* [DIRECTION]
According to the article on Pooler's Highway 80 corridor, how much money can the façade grant program give a business owner?

Reimagining Main Street: Pooler’s push to transform Highway 80
Reimagining Main Street: Pooler’s push to transform Highway 80
By Gail Parsons
On any given day, the stretch of Highway 80 Frontage through Pooler tells a familiar story. A story of aging storefronts, scattered businesses, and untapped potential. It’s a corridor many pass through without stopping, and barely noticing.
But for Nicole Johnson, that view is a starting point.
Johnson, Director of Planning and Development, is helping lead a quiet but ambitious effort to reshape the area into something more inviting, more cohesive, something that feels like a downtown.
At the center of that effort is a relatively new initiative: a façade grant program designed to help local businesses refresh their exteriors and, in turn, spark broader revitalization.
“We’re looking for ways to encourage businesses in our Highway 80 corridor to improve the exterior appearance of their buildings and storefronts,” Johnson said.
The goal isn’t just cosmetic. City leaders are trying to create a sense of place—one that invites people to linger, explore, and connect.
“We’re trying to kind of encourage more of a main street or downtown type of development along Highway 80,” she said, “and we’re hoping that this type of program would encourage and initiate some of these businesses to strengthen the aesthetics of their business in our corridor, and hopefully … enhance the economic vitality along our Main Street.”
A Corridor in Transition
Right now, the corridor is a patchwork, a hodgepodge of gas stations, empty spaces, and car shops, with some retail outlets sprinkled in.
“It’s a combination of different types of businesses and uses,” Johnson said. “There’s a lot of older … maybe not as well-kept businesses.”
It’s not broken—but it’s not cohesive either.
A drive down the corridor reveals that contrast in real time. Storefronts shift quickly from freshly painted facades to aging signage, from busy parking lots to quiet, half-empty buildings.
Traffic moves steadily through, but rarely slows. Sidewalks appear in stretches, then disappear, making it difficult to imagine the kind of easy, walkable experience city leaders envision.
There’s little rhythm tying one business to the next, no clear sense that you’ve arrived somewhere, rather than simply passing through. And yet, beneath that inconsistency, Johnson sees the potential — the kind of potential that doesn’t require starting over, but instead rethinking what’s already there.
City planners envision something walkable, a visually connected district with small-scale retail, outdoor spaces, and a sense of rhythm that invites pedestrians as much as drivers.
“We’re really looking to encourage some kind of redevelopment and make it more of a downtown where … it’s more pedestrian friendly and allows people to walk around, grab lunch, and maybe go buy a book at a bookstore or something like that.”
The Incentive to Invest
The façade grant program is a practical step toward that vision. It offers business owners up to $10,000 to improve their property exteriors, with a required 50 percent match.
Projects could include such things as adding new signs, or replacing existing old signage, and exterior facade modifications like painting, landscaping, and outdoor lighting upgrades.
Importantly, the grant is flexible. Businesses don’t have to take on massive renovations to participate.
“It’s up to $10,000,” Johnson said. “If the costs are only $5,000, they would just have to provide $2,500.”
Still, participation has been slow.
“We launched this program last year and did not have any takers,” Johnson said. “We understand that … the economy is a little tight right now, and people don’t really have the money to spend that extra money to do it.”

* [STORED DATA]
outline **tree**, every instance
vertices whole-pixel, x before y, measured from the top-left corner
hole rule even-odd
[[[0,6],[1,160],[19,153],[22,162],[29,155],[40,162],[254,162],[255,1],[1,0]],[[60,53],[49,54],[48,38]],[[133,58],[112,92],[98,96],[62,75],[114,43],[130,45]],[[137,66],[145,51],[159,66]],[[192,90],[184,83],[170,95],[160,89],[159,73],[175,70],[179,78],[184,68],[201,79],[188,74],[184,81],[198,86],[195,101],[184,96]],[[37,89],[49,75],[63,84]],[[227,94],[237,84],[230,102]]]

* [SOLVED EXERCISE]
Up to $10,000, with a required 50 percent match.